● **GIVEN EXERCISE**: Copy word for word the lines below, from the line with "If you could tag each instance of the market" to the line with "Target: market floor.", including both of those lines.

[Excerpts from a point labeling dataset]

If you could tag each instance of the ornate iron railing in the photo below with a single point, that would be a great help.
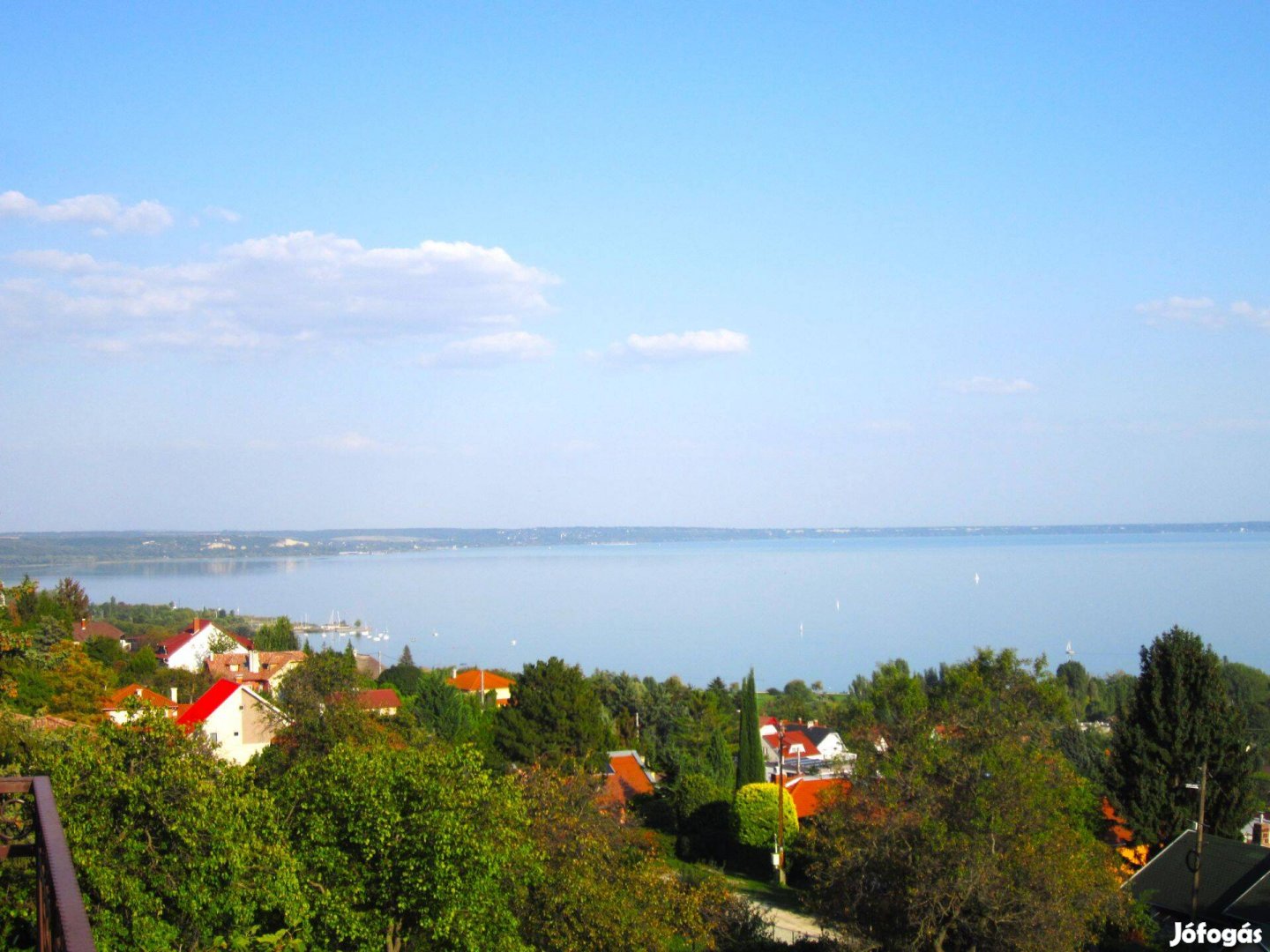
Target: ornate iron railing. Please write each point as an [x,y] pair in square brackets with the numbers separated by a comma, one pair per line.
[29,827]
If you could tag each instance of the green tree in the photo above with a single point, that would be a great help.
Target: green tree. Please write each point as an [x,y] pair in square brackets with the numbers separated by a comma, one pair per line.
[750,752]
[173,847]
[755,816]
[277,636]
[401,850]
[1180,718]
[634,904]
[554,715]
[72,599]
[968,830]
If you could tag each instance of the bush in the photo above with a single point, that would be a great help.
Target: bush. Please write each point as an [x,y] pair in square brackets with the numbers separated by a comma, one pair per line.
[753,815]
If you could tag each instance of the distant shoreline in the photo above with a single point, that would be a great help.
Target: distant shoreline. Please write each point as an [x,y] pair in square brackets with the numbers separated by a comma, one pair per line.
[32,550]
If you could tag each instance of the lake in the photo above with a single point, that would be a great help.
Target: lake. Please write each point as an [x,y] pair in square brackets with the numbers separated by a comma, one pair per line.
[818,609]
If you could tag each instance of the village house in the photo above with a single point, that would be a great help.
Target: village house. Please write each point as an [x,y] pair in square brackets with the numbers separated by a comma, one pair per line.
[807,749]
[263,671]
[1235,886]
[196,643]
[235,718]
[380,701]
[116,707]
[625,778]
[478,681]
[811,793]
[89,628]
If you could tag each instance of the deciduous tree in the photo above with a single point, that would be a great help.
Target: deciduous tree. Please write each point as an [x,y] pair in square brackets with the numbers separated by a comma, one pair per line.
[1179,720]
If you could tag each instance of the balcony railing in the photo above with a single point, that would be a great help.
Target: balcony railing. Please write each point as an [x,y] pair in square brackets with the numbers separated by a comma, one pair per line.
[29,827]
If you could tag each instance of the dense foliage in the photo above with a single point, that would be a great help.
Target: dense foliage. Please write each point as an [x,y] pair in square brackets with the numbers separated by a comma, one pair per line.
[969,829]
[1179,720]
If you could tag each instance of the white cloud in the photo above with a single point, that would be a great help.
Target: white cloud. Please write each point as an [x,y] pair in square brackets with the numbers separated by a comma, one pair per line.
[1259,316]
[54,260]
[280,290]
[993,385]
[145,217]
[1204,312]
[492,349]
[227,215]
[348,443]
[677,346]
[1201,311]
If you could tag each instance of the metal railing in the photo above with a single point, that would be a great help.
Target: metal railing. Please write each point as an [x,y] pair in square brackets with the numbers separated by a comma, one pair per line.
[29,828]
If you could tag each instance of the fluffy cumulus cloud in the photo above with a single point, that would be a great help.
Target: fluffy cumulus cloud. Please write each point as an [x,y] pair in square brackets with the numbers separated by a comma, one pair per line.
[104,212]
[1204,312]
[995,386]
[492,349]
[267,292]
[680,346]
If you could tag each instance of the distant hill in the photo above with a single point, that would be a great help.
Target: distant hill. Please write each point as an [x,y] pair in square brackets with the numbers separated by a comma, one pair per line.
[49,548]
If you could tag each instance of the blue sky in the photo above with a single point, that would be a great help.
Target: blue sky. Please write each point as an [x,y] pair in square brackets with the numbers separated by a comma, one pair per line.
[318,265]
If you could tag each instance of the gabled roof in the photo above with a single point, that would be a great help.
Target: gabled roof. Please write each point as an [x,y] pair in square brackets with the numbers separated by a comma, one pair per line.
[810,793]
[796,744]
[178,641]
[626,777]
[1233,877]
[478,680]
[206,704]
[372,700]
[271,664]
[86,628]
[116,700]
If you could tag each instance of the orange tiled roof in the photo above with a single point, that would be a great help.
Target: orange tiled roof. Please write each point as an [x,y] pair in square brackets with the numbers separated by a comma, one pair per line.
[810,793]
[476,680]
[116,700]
...
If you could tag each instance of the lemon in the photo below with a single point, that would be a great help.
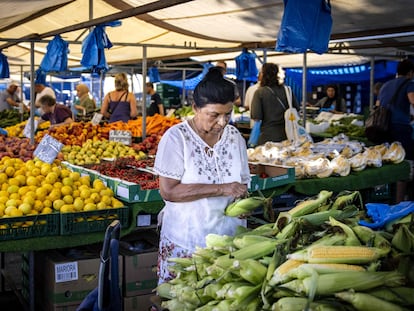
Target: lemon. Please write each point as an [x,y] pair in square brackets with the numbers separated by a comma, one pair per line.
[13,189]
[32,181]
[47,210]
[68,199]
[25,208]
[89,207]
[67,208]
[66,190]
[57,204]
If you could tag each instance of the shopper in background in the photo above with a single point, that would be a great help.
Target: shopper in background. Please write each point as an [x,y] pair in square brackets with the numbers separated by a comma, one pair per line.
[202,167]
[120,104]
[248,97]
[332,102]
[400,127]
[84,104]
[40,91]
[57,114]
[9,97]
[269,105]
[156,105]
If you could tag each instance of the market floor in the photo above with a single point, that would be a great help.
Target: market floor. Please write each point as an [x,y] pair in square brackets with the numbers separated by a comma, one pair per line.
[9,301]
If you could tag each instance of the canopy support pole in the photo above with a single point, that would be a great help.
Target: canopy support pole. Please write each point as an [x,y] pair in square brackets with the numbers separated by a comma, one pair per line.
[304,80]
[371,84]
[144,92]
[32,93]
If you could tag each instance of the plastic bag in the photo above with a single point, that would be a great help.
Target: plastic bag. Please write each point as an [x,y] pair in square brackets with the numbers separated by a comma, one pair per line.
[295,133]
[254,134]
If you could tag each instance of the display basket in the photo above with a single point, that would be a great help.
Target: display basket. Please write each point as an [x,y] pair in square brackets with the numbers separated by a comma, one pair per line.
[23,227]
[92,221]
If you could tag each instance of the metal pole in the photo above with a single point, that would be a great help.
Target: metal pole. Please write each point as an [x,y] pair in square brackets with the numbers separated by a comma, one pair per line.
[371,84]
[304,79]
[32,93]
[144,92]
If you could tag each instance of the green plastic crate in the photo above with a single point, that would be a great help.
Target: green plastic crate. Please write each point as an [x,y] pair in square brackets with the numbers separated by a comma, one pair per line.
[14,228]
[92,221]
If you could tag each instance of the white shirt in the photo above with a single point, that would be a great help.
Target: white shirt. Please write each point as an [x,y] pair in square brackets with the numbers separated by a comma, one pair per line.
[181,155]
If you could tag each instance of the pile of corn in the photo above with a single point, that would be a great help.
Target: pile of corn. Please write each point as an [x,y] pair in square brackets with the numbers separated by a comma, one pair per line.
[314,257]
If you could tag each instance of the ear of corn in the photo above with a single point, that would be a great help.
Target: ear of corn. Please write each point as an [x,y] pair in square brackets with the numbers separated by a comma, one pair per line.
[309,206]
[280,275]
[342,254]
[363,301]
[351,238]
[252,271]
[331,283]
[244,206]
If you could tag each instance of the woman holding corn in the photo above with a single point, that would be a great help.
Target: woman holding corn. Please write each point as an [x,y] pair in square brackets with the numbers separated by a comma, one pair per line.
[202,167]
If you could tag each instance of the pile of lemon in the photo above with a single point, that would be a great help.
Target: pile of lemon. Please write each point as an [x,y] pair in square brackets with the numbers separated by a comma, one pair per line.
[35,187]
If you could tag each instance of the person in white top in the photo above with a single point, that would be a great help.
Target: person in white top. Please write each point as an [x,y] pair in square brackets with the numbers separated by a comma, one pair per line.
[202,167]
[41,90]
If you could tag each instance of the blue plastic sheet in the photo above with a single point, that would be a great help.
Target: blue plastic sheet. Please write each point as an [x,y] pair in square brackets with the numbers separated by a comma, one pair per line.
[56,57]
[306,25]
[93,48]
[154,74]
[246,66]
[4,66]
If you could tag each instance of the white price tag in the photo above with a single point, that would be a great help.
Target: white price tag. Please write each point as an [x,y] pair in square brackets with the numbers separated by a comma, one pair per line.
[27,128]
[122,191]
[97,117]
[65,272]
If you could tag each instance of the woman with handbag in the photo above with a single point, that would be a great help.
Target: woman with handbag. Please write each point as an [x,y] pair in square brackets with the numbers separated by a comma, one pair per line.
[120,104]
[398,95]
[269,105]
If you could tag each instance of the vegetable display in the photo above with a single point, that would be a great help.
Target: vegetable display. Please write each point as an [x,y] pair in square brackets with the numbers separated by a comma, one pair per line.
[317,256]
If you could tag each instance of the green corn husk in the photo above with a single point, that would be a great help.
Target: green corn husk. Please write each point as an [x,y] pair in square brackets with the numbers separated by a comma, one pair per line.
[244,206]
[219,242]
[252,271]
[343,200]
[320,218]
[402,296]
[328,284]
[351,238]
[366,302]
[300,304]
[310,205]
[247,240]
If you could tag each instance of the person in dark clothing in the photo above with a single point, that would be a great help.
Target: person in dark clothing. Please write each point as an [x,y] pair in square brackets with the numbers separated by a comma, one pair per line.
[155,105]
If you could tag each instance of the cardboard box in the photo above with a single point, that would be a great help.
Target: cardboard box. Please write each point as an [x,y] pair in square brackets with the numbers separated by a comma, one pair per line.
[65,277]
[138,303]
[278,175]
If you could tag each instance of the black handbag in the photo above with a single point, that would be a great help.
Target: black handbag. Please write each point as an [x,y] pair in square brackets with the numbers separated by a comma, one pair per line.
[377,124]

● **REPLY**:
If you could tag each instance of the market floor in the photo above with a single point, that would be a great help.
Target: market floor. Please write each point as an [x,y] pair in square brackets with the numbers separated by a comma, one pair per line.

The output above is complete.